Records from a point labeling set:
>>>

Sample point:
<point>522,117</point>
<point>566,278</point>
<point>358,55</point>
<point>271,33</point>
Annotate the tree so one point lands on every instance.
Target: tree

<<<

Can you render the listing above as a Markdown table with the columns "No." and "Line", numbering each line in order and leaving out any blank lines?

| No. | Line |
|---|---|
| 1 | Sample point: |
| 2 | <point>522,117</point> |
| 3 | <point>566,278</point> |
| 4 | <point>358,55</point> |
| 5 | <point>271,33</point> |
| 6 | Annotate the tree so one point lands on every instance. |
| 7 | Target: tree |